## EXTRACT:
++++
What if our program takes a little bit longer to run and we have a lot of requests? We might have contention issues with multiple fibers running the same code again and again, and only one of them succeeding each time. It feels inefficient to retry our whole business logic every time.

One solution is to switch from Ref to Ref.Synchronized. Unlike Ref, Ref.Synchronized is not optimistic and adds a Semaphore of size one to prevent concurrent execution of code accessing the same reference. Another option is to use a Queue with a single fiber processing requests. A queue is particularly well-suited for asynchronous workloads (e.g., gRPC streams), but can also be used for request-response workloads (with Promise).

Let's say only a given list of players is allowed to join that game, and once a player leaves, they are not able to join again. This raises the question of where to store this data.

One approach is to put everything into GameState.

case class GameState(
  ...
  allowedPlayers: Set[UserId],
  leftPlayers: Set[UserId]
)

One problem with putting everything in the same object is that it tends to become too large, and modifying it will involve many copy operations (for example, we need to do state.copy(leftPlayers = state.leftPlayers + userId) to add a user to leftPlayers), which is not the best UX. You can write helper functions to hide the copy, but it's more boilerplate. Another issue with Ref.Synchronized specifically is that regardless of which part of the state you modify, you still need to wait on the same Semaphore.
++++
## EXCERPTED DATA:
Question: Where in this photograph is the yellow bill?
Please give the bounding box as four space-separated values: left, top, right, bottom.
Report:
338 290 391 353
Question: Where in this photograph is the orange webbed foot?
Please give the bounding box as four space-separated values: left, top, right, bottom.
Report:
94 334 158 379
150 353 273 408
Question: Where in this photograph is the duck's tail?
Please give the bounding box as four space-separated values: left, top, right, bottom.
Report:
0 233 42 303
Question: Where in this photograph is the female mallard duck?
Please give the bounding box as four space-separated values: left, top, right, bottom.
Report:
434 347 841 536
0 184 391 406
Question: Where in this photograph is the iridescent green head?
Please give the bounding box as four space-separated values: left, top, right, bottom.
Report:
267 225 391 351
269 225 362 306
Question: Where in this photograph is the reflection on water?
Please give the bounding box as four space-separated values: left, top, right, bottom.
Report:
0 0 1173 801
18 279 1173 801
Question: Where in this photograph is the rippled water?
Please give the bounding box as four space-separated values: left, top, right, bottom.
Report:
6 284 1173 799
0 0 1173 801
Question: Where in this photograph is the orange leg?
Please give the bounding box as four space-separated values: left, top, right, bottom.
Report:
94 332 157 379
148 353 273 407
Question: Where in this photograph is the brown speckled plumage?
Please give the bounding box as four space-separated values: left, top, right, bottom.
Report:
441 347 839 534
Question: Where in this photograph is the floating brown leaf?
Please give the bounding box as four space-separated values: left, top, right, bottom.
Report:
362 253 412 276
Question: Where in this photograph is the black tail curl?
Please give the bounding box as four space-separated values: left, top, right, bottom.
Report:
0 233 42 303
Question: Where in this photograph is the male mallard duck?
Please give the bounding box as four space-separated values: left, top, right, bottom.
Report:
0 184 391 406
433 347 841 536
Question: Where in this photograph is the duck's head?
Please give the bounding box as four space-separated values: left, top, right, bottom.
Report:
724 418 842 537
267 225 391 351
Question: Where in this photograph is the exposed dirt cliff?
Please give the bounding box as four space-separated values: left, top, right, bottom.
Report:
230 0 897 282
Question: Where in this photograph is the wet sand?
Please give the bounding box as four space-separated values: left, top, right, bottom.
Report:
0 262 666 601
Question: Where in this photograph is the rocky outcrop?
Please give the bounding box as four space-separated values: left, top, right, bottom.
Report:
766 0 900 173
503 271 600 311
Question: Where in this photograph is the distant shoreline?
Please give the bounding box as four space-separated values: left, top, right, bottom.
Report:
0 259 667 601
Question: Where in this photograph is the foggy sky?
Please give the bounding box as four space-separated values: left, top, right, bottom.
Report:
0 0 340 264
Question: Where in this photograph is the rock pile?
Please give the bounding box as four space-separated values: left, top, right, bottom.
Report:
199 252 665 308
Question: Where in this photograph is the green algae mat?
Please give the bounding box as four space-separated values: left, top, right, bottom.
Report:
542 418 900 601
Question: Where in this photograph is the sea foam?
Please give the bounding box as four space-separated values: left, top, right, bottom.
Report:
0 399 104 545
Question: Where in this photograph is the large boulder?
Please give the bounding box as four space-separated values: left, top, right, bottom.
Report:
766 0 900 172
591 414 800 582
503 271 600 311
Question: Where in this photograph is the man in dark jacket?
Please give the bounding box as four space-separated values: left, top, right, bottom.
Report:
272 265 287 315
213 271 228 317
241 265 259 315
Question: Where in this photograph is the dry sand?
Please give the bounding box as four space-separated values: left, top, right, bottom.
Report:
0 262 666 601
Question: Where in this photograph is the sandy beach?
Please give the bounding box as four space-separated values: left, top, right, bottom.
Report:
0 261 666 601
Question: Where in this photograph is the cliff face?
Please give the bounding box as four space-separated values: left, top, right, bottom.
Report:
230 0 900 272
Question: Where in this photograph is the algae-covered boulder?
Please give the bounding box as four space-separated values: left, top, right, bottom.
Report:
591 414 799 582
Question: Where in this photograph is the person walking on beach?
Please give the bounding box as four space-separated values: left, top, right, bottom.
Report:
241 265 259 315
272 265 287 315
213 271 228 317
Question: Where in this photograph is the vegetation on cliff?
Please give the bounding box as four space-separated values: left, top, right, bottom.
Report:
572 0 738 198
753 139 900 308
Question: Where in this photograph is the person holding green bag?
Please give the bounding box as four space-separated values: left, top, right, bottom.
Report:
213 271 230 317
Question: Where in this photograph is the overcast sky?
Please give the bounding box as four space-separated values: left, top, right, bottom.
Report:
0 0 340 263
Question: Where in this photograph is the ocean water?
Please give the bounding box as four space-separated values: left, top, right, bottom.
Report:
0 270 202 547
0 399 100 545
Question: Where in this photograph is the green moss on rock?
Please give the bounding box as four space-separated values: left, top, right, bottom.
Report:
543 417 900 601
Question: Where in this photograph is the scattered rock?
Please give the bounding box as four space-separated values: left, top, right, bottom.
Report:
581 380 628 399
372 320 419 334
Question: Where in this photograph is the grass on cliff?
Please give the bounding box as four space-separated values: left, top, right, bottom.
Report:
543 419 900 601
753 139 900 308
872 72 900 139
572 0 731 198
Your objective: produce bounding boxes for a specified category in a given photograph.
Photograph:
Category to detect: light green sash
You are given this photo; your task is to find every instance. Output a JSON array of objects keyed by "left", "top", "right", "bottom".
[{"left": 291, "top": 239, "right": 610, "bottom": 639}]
++++
## EXERCISE SET:
- a) Select and copy each line of the records that contains the word "cliff".
- b) Pick up the passage on managing shared game state with Ref and Ref.Synchronized and continue it from the point where it stops.

## RESULTS FOR THE EXERCISE:
- a)
Question: Where in this photograph is the exposed dirt cliff?
Question: Where in this photograph is the cliff face?
Question: Where in this photograph is the vegetation on cliff?
Question: Where in this photograph is the grass on cliff?

- b)
The other approach is to split the state into different Ref.

class GameLogic(
  state: Ref[GameState],
  allowedPlayers: Ref[Set[UserId]],
  leftPlayers: Ref[Set[UserId]]
)

The problem here is that while each Ref offers atomic operations, there is no atomic operation between multiple Ref.

def join(userId: UserId): Task[Unit] =
  for {
    isAllowed   <- allowedPlayers.get.map(_.contains(userId))
    alreadyLeft <- leftPlayers.get.map(_.contains(userId))
    _           <- ZIO.when(isAllowed && !alreadyLeft)(join(userId))
  } yield ()

Do you see the problem with the code above? alreadyLeft might be false, but before the join line is executed, another fiber might have added the user to leftPlayers. Yet, we're going to proceed with join anyway!

We could introduce a Semaphore around that code, but that adds even more contention than there was already, and it feels too low-level in our code. Fortunately, there is a better option included in the ZIO library: ZSTM.

class GameLogic(
  state: TRef[GameState],
  allowedPlayers: TSet[UserId],
  leftPlayers: TSet[UserId]
)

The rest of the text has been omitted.